_Material provided:_

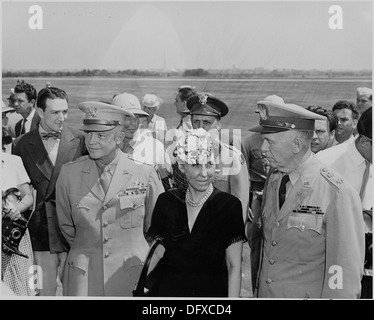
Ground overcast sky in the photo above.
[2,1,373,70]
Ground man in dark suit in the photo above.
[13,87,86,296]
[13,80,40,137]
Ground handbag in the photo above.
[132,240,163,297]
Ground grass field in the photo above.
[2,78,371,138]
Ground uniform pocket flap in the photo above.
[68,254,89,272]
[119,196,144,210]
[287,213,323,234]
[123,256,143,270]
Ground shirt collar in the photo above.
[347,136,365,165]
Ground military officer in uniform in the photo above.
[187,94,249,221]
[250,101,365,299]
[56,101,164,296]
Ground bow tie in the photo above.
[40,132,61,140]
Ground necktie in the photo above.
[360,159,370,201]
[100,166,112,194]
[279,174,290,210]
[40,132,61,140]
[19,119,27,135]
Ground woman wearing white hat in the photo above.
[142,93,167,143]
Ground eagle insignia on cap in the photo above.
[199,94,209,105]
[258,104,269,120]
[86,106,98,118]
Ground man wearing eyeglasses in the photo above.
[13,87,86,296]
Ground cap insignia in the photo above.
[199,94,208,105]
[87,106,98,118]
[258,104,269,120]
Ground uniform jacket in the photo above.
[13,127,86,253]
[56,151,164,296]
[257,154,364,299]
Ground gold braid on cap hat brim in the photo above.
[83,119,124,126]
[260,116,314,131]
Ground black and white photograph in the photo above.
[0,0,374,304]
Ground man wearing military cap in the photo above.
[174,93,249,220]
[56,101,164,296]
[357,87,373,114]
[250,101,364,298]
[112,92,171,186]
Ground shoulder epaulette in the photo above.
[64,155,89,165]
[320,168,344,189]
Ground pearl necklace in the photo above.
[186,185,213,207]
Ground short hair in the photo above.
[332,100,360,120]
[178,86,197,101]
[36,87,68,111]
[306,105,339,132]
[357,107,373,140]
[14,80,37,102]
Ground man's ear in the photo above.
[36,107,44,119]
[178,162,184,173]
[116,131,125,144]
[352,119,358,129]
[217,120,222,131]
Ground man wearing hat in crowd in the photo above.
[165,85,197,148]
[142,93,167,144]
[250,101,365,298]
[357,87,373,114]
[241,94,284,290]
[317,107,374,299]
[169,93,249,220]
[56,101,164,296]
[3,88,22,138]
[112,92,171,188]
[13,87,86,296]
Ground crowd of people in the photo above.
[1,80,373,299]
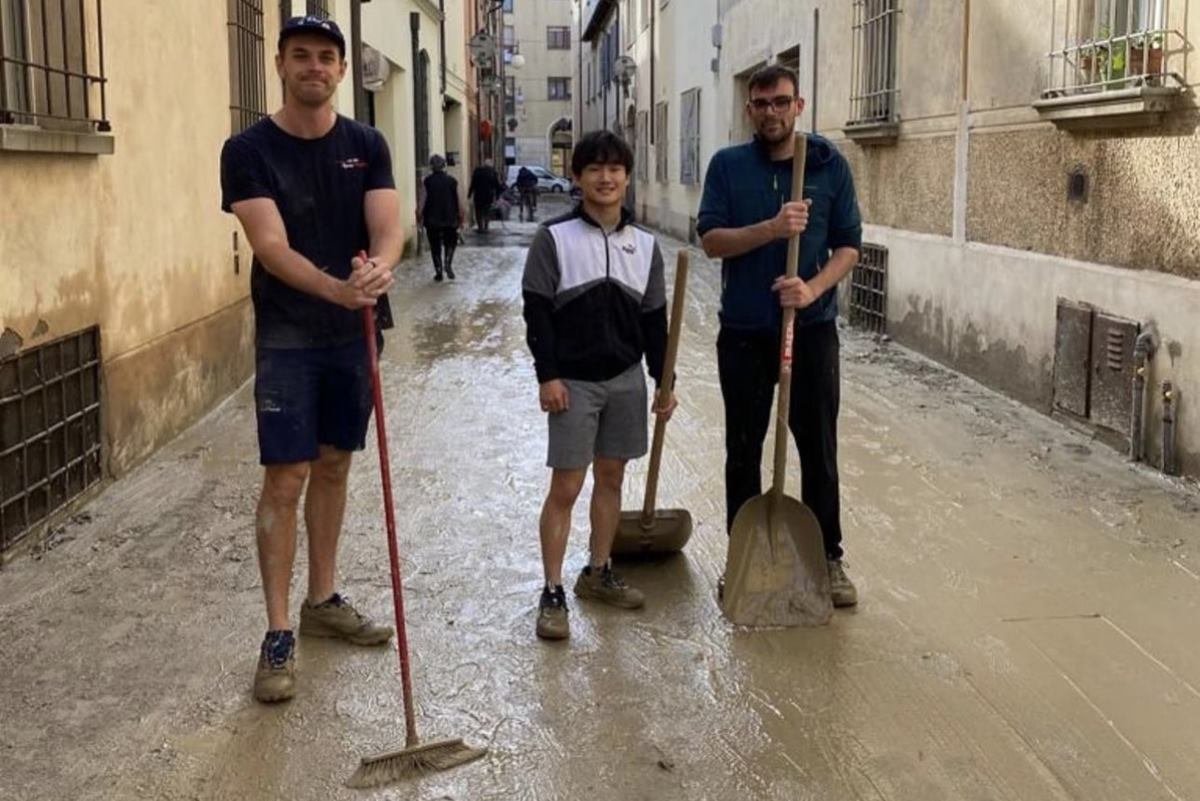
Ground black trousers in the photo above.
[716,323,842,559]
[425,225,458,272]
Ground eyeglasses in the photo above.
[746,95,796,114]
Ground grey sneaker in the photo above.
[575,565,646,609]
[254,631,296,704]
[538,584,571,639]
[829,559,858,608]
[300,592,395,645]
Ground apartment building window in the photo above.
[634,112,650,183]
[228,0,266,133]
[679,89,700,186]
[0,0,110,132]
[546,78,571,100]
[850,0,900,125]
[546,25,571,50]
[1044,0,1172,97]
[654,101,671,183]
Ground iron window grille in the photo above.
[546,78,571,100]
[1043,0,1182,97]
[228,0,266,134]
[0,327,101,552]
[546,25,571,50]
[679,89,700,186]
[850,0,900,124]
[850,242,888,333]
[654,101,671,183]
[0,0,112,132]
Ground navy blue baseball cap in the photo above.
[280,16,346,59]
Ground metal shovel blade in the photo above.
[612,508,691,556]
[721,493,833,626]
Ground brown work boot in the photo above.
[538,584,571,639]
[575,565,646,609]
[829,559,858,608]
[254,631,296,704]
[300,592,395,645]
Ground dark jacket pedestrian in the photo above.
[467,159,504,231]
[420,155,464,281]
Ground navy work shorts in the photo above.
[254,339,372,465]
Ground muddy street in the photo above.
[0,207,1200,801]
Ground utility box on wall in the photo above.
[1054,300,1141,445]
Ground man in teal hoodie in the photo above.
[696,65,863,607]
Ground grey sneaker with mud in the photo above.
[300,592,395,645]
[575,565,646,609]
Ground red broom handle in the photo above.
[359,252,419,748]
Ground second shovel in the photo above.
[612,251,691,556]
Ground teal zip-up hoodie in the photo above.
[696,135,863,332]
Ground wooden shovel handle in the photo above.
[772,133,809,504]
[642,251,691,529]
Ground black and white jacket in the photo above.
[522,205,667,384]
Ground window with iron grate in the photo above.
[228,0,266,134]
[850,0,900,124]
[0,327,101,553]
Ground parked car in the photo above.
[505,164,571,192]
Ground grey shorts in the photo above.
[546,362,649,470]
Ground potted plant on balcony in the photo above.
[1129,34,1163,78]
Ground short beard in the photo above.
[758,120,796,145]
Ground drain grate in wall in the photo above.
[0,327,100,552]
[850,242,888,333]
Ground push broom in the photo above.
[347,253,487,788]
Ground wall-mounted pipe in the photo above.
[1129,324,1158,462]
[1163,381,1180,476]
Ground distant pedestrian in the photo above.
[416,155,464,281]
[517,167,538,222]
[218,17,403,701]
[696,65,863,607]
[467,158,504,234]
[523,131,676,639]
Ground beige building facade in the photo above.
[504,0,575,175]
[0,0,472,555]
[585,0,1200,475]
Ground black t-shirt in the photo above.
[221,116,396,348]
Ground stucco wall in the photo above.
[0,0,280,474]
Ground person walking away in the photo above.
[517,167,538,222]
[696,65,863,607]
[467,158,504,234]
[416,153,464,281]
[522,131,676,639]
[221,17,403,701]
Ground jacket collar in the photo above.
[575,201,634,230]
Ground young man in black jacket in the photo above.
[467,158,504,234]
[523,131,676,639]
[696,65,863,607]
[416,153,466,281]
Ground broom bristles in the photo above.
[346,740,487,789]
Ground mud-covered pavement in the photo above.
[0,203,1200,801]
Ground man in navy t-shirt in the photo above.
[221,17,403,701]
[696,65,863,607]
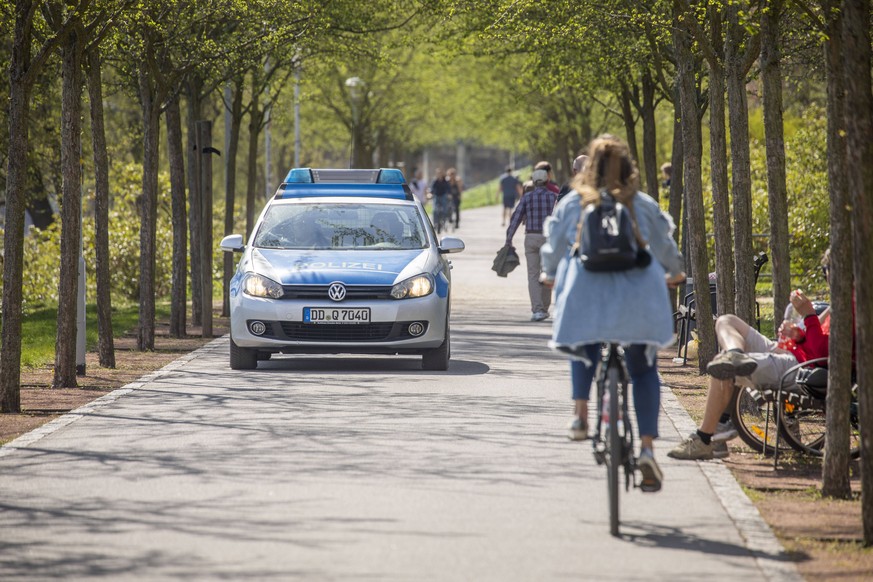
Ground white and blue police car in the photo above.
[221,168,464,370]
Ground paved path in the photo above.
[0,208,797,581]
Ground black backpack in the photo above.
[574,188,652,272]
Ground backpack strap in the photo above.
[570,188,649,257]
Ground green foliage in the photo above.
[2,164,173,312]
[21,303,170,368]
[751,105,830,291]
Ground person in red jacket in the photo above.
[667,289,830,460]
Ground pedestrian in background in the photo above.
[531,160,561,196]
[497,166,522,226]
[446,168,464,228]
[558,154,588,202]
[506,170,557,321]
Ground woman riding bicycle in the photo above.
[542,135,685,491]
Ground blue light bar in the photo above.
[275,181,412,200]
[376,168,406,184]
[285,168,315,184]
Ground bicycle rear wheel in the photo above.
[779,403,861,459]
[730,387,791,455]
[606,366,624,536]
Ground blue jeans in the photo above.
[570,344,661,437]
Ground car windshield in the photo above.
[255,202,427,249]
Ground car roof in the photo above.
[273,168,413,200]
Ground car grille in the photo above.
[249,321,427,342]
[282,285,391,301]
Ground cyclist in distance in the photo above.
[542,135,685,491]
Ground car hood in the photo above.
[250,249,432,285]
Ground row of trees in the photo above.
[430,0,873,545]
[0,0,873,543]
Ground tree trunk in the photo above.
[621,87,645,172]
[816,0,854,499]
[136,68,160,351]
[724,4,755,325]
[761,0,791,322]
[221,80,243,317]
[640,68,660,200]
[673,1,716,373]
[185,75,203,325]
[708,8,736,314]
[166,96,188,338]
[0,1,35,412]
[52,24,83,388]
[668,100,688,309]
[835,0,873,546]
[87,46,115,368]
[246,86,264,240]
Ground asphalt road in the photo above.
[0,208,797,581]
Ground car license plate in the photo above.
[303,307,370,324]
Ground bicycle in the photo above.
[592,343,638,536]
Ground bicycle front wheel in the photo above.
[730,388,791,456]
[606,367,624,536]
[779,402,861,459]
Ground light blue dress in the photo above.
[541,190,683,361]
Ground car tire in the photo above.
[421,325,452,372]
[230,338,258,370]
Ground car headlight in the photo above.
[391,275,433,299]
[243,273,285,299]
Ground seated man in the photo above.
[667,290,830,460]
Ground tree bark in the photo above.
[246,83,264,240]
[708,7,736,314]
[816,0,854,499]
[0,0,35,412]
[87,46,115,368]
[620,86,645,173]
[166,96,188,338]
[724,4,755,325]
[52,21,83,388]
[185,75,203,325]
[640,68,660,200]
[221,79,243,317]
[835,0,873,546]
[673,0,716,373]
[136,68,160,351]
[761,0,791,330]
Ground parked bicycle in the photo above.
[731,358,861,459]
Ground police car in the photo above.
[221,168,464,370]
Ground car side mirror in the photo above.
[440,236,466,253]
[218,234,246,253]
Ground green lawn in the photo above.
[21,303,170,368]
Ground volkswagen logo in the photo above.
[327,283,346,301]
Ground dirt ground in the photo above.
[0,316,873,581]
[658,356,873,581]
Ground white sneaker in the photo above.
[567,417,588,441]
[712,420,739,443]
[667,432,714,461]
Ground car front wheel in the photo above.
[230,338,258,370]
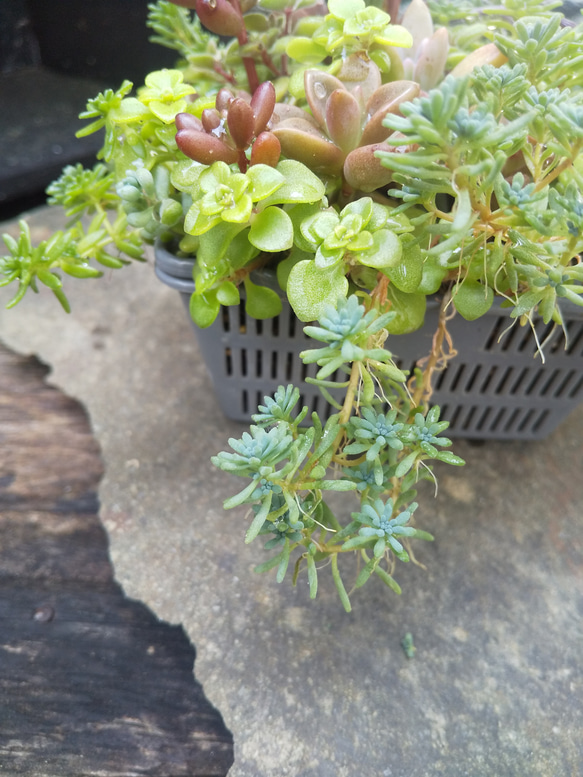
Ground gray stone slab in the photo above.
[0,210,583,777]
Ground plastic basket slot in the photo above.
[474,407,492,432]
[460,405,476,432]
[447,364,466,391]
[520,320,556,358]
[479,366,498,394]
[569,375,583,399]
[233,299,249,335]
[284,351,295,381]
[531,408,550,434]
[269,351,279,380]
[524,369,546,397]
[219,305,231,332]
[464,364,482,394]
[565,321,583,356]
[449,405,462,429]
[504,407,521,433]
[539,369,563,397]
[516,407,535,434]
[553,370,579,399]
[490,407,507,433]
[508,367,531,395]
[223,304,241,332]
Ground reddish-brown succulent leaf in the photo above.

_Written problem:_
Can you swap "handbag" for "purse" in the part of the data that runs from its start through the line containing "[2,78,371,138]", and give those lines back otherwise unchanged, without the pictures?

_Correct output:_
Ground overcast sky in the photo above.
[2,1,373,70]
Ground man in dark suit in the photo above.
[13,87,86,296]
[13,80,40,137]
Ground purse in the photo above.
[132,240,163,297]
Ground grass field in the photo above.
[2,78,371,138]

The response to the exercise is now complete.